Stored data entries:
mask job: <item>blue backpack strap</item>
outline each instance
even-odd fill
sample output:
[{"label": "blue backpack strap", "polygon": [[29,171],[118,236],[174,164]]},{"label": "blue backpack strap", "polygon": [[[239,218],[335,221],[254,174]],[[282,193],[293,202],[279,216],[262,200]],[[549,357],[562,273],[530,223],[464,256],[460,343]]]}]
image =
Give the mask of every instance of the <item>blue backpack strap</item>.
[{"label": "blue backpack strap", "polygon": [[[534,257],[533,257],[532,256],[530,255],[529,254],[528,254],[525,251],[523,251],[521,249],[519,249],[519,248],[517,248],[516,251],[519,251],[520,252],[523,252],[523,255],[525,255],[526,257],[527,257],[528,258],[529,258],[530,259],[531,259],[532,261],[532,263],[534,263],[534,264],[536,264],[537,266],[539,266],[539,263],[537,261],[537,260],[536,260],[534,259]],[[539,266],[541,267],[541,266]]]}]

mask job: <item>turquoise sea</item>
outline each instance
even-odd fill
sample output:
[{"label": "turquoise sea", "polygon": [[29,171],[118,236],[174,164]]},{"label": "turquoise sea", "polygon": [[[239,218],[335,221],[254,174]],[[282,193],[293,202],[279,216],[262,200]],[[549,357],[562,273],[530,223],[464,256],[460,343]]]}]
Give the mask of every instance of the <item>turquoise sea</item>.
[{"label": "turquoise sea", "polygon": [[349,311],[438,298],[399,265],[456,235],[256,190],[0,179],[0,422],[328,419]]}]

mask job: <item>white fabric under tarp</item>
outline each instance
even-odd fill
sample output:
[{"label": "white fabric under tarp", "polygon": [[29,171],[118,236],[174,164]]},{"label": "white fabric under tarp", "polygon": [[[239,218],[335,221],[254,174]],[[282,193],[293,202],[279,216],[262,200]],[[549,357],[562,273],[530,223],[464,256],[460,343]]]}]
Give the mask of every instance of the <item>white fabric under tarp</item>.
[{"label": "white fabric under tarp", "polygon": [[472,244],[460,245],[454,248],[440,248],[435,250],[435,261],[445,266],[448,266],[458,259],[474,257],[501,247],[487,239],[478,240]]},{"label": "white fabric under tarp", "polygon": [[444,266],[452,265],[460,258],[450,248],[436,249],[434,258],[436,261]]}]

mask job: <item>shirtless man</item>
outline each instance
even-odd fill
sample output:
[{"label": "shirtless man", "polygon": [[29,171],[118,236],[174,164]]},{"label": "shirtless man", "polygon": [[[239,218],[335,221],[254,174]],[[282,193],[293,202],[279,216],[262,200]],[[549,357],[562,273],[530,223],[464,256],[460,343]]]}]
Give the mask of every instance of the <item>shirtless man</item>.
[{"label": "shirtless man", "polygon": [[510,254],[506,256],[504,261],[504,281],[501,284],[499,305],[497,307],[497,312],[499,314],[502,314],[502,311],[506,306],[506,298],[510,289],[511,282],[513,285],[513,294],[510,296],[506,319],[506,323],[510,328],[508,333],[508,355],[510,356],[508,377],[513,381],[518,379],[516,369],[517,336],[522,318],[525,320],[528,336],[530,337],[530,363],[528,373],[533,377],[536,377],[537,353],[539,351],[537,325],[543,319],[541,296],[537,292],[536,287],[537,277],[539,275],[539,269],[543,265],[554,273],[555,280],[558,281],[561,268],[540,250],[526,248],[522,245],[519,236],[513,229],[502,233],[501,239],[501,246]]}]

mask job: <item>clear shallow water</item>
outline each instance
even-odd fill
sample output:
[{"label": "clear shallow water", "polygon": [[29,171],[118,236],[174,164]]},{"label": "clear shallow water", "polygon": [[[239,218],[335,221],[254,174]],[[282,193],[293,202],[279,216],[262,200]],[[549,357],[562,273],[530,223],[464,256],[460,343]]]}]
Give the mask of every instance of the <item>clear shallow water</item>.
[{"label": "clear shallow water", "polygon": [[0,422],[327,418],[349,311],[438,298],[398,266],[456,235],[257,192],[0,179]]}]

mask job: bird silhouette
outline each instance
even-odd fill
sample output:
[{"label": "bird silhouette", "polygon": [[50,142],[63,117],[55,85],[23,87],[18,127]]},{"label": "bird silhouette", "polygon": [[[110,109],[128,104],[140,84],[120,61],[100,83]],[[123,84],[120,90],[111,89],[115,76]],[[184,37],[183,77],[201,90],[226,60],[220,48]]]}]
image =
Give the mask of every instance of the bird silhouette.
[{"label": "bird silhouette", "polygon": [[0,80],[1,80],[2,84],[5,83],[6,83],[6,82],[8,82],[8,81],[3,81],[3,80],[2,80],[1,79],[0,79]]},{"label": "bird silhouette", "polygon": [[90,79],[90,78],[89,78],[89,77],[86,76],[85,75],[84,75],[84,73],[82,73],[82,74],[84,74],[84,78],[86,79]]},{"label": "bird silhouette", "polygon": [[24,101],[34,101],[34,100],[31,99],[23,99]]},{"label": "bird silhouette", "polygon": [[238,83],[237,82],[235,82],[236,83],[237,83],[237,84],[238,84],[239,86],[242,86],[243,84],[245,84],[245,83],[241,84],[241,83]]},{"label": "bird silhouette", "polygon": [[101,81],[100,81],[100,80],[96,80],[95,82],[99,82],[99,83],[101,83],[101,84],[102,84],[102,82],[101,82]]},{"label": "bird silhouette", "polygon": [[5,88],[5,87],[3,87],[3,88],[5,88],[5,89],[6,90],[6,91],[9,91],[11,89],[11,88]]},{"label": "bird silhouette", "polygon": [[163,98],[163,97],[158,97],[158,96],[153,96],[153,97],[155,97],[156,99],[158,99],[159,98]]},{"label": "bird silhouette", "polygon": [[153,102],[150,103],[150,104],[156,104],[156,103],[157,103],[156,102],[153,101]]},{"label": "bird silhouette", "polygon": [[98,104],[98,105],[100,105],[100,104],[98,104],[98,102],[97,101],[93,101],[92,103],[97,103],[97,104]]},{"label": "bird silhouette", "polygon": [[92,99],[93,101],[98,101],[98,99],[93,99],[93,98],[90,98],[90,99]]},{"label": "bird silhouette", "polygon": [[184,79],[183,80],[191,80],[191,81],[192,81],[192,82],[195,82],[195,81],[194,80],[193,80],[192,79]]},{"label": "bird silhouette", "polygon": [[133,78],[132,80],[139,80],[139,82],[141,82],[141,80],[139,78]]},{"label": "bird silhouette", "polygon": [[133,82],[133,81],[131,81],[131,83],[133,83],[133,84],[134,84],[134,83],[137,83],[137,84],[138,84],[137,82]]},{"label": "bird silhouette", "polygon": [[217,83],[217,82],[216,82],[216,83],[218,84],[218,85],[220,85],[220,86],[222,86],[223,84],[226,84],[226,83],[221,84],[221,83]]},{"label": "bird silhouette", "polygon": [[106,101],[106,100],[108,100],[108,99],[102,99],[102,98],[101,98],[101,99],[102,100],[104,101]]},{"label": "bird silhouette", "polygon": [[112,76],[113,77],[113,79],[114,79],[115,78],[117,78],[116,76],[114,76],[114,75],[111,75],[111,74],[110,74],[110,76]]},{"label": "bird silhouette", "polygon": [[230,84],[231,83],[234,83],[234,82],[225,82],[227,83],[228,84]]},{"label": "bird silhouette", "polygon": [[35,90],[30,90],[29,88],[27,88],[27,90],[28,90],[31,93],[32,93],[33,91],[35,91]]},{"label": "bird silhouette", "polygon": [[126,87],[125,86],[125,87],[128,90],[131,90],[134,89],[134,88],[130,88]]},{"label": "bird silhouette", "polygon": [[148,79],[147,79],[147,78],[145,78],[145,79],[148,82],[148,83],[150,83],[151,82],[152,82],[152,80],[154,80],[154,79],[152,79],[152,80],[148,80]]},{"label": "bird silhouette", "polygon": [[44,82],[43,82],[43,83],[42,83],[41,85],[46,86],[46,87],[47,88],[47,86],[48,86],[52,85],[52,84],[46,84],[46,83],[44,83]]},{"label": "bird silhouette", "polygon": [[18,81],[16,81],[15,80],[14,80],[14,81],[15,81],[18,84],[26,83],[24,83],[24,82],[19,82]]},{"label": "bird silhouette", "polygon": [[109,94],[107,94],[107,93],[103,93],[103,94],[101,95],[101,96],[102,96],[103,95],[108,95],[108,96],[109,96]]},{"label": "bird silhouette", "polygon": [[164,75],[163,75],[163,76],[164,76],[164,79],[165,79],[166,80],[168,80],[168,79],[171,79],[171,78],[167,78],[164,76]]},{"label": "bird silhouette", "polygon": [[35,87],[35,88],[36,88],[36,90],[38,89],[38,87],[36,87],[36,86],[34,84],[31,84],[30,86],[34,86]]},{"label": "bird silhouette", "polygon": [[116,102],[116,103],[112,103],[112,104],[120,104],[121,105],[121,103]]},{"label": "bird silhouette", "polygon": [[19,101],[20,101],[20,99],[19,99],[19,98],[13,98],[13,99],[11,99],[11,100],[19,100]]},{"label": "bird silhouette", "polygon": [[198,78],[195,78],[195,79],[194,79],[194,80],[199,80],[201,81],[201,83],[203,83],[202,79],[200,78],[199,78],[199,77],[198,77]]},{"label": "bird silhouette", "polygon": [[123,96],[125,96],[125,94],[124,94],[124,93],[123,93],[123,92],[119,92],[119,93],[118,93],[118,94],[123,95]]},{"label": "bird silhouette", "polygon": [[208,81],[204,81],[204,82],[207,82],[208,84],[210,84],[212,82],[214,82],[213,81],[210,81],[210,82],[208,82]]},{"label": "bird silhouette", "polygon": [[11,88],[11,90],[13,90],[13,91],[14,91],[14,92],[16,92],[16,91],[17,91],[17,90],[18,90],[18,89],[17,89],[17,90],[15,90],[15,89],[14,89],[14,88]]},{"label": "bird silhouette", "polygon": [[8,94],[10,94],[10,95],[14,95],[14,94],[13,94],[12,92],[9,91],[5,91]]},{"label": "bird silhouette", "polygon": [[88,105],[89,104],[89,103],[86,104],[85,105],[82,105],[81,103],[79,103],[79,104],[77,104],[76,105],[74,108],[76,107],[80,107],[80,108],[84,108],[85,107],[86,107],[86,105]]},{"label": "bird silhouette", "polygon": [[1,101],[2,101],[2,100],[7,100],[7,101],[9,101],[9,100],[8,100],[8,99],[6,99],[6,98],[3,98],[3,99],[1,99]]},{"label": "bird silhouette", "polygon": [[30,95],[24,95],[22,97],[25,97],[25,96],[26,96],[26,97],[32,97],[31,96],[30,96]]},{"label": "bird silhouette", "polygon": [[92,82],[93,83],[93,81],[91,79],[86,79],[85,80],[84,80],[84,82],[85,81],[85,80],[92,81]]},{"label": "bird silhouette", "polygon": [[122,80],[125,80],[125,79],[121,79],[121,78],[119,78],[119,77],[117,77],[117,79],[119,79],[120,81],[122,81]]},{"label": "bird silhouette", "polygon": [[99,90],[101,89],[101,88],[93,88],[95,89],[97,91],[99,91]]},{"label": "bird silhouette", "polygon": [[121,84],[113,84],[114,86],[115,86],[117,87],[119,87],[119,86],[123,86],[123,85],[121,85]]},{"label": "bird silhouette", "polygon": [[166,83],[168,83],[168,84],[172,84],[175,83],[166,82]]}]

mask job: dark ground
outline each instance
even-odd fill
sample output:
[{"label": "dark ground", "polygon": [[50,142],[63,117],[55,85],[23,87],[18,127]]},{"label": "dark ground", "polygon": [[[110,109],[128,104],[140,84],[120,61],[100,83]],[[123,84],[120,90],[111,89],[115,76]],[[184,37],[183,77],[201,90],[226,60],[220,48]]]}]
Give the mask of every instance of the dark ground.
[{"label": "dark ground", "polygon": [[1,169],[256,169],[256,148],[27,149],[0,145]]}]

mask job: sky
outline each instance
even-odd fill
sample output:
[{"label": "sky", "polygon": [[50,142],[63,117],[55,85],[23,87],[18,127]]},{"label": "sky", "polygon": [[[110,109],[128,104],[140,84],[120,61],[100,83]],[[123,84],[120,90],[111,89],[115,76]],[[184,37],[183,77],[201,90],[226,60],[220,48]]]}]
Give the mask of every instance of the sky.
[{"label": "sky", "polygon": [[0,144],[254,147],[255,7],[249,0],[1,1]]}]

» **YOUR TASK**
Rewrite the entries from the line with "mask job: bird silhouette" to the line with "Give the mask of every instance of the bird", putting "nonzero" in place of "even-odd" and leaving everything else as it is.

» **ANSWER TO THIS TASK**
mask job: bird silhouette
outline each instance
nonzero fill
sample output:
[{"label": "bird silhouette", "polygon": [[50,142],[63,117],[55,85],[23,87],[18,127]]},{"label": "bird silhouette", "polygon": [[[110,109],[128,104],[140,84],[120,61],[100,83]],[[123,84],[120,90],[111,89],[115,76]],[[184,37],[183,77],[201,90],[226,60],[220,48]]]}]
image =
Give the mask of every instance of the bird silhouette.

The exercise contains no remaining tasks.